Document »

The web browser, and many of the other applications that sprung up during the early commercialization of the Internet, were based around a simple client/server protocol: the client initiates a connection to a well-known server, downloads some data, and disconnects. When the user is finished with the data retrieved, the process is repeated. The model is simple and straightforward. It works for everything from browsing the Web to watching streaming video, and developers cram shopping carts, stock transactions, interactive games, and a host of other things into it. The machine running a web client doesn't need to have a permanent or well-known address. It doesn't need a continuous connection to the Internet. It doesn't need to accommodate multiple users. It just needs to know how to ask a question and listen for a response.
Not all of the applications used at home fit this model. Email, for instance, requires much more two-way communication between an email client and server. In these cases, though, the client is often talking to a server on the local network (either the ISP's mail server or a corporate one). Chat systems that achieved widespread usage, such as AOL's Instant Messenger, have similar "local" properties, and Usenet systems do as well. As a result, the typical ISP configuration instructions give detailed (and often misunderstood) instructions for email, news, and sometimes chat. These were the exceptions that were worth some manual configuration on the user's part. The "download" model is simpler and works without much configuration; the "two-way" model is used less frequently but perhaps to greater effect.

The task »
Print, word for word, the part of the passage on the client/server model that opens with the words containing "The web browser, and" and closes with "for a response.". The listing has no connection to the passage on the client/server model.

Records for outline labeling »
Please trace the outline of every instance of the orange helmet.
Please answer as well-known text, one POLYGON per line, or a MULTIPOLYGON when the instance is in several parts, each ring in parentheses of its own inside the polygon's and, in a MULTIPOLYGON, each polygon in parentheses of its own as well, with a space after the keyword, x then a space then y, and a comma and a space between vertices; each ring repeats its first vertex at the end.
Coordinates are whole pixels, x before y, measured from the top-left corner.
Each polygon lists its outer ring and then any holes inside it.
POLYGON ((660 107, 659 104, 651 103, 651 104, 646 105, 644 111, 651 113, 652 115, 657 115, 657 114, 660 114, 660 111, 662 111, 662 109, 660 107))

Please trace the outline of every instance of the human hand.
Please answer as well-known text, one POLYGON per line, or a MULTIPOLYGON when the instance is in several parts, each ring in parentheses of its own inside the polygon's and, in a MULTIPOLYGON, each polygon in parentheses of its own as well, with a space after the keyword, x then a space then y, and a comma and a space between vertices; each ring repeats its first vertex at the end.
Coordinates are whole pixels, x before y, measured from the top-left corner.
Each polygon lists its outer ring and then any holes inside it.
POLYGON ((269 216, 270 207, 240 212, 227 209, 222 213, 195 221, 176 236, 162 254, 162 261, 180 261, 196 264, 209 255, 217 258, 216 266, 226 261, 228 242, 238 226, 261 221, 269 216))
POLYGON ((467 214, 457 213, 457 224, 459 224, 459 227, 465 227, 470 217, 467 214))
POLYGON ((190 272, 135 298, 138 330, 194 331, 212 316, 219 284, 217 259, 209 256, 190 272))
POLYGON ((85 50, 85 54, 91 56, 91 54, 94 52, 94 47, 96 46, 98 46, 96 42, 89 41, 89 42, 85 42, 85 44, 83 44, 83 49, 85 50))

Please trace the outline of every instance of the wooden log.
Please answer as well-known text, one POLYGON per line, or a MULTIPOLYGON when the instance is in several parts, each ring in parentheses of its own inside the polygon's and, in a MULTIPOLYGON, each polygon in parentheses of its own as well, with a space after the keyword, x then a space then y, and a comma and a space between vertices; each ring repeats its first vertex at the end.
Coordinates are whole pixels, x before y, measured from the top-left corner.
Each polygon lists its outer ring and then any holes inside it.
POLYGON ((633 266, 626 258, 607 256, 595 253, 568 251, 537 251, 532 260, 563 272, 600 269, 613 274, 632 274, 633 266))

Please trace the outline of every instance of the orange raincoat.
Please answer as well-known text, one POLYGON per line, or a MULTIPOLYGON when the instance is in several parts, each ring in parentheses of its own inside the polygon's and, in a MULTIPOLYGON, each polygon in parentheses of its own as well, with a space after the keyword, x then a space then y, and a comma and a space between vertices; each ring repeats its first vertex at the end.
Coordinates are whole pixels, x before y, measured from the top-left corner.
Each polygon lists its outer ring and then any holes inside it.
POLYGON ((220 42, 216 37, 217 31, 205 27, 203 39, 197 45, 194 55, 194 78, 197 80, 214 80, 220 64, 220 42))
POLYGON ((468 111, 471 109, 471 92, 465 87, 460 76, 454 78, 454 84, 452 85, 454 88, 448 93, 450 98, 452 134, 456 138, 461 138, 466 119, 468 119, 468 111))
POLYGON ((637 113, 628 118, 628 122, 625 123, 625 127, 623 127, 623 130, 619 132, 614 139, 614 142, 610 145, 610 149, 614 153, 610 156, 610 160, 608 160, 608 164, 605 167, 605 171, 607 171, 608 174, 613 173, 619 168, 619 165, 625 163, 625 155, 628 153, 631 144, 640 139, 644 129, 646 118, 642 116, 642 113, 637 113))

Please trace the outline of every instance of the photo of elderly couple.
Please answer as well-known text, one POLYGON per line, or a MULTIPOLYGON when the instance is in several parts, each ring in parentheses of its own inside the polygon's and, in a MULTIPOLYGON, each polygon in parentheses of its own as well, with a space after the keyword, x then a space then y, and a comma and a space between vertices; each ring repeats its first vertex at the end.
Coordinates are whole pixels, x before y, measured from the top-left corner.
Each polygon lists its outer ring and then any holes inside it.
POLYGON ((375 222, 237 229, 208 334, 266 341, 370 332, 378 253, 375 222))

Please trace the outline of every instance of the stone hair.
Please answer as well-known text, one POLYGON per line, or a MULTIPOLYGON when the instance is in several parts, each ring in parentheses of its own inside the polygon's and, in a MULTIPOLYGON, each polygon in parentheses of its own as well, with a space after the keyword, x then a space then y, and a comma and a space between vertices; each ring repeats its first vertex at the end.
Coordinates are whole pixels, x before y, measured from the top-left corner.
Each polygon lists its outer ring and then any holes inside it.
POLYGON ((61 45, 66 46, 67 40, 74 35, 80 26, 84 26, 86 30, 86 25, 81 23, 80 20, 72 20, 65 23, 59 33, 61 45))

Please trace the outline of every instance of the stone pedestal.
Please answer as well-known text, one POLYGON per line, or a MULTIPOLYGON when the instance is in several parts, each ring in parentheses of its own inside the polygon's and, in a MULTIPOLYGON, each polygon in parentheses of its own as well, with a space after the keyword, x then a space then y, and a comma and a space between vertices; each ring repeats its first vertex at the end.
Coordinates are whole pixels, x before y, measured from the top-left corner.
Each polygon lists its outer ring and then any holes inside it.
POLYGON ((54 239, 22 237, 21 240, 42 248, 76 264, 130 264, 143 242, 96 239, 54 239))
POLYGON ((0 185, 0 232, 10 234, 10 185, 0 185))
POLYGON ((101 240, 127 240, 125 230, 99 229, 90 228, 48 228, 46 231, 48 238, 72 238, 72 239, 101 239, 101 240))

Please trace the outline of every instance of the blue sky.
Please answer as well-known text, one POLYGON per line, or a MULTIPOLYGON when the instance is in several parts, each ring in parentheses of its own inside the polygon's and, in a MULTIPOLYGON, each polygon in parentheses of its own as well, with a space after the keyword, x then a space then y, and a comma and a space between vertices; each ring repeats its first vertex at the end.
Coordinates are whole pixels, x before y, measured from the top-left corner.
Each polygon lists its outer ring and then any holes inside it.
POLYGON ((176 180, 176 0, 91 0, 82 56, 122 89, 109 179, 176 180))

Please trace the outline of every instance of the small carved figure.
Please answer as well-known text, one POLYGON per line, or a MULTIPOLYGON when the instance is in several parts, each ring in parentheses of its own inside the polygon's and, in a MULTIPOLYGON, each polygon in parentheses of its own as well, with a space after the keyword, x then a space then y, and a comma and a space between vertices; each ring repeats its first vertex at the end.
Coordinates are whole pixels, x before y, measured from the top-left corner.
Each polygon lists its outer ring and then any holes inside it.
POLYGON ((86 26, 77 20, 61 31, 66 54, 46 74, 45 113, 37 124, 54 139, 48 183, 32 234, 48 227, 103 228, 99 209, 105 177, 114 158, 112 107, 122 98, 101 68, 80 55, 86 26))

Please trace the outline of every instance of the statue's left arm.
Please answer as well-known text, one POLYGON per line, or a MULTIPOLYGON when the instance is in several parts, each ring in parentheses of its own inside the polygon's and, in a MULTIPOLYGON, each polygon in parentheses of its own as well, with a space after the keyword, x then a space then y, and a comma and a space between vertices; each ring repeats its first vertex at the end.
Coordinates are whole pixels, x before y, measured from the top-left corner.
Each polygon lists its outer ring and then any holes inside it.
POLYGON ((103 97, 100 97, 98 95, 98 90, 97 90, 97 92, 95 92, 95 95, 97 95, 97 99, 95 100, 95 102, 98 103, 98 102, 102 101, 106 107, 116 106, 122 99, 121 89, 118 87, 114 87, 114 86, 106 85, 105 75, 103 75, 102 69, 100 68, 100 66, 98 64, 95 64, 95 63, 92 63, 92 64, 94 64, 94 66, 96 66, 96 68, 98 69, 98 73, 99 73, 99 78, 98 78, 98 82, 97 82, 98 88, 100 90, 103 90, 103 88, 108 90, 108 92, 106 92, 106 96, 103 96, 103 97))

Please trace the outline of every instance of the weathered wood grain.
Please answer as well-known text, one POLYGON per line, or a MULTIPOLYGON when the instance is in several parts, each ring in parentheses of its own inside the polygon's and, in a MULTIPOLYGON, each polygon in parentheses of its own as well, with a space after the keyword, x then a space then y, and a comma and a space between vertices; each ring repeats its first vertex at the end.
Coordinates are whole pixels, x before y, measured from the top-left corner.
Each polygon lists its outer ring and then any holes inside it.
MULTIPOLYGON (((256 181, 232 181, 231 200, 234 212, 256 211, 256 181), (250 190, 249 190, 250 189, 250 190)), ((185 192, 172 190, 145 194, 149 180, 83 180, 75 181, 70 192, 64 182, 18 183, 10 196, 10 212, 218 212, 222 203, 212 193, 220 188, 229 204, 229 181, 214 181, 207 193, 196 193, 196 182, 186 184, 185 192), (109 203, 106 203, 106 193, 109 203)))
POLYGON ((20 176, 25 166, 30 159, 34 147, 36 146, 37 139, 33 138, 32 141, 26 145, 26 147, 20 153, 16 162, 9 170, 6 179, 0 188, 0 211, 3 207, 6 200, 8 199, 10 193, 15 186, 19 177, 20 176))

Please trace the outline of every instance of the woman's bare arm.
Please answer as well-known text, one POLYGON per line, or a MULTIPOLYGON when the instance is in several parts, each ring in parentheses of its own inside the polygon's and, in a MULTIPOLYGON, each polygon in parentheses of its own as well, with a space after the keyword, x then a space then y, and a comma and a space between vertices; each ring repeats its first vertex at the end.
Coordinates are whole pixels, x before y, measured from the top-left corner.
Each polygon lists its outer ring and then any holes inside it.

Final result »
The web browser, and many of the other applications that sprung up during the early commercialization of the Internet, were based around a simple client/server protocol: the client initiates a connection to a well-known server, downloads some data, and disconnects. When the user is finished with the data retrieved, the process is repeated. The model is simple and straightforward. It works for everything from browsing the Web to watching streaming video, and developers cram shopping carts, stock transactions, interactive games, and a host of other things into it. The machine running a web client doesn't need to have a permanent or well-known address. It doesn't need a continuous connection to the Internet. It doesn't need to accommodate multiple users. It just needs to know how to ask a question and listen for a response.